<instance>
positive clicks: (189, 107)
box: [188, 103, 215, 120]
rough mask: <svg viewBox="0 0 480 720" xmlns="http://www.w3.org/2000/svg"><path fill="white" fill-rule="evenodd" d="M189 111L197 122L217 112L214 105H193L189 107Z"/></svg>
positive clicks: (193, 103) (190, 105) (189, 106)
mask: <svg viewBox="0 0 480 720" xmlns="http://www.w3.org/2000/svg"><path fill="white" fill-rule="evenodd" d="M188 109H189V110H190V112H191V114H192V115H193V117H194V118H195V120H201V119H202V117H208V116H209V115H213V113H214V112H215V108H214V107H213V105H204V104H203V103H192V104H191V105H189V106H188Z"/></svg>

◇ ◇ ◇ ◇

Every entry is to be retyped word for word.

<instance>
positive clicks: (189, 107)
box: [188, 103, 215, 120]
rough mask: <svg viewBox="0 0 480 720" xmlns="http://www.w3.org/2000/svg"><path fill="white" fill-rule="evenodd" d="M189 111L197 122L217 112L214 105H193L189 107Z"/></svg>
positive clicks: (193, 103) (190, 105) (189, 106)
mask: <svg viewBox="0 0 480 720" xmlns="http://www.w3.org/2000/svg"><path fill="white" fill-rule="evenodd" d="M188 109H189V110H190V112H191V114H192V115H193V117H194V118H195V120H201V119H202V117H208V116H209V115H213V113H214V112H215V108H214V107H213V105H204V104H203V103H192V104H191V105H189V106H188Z"/></svg>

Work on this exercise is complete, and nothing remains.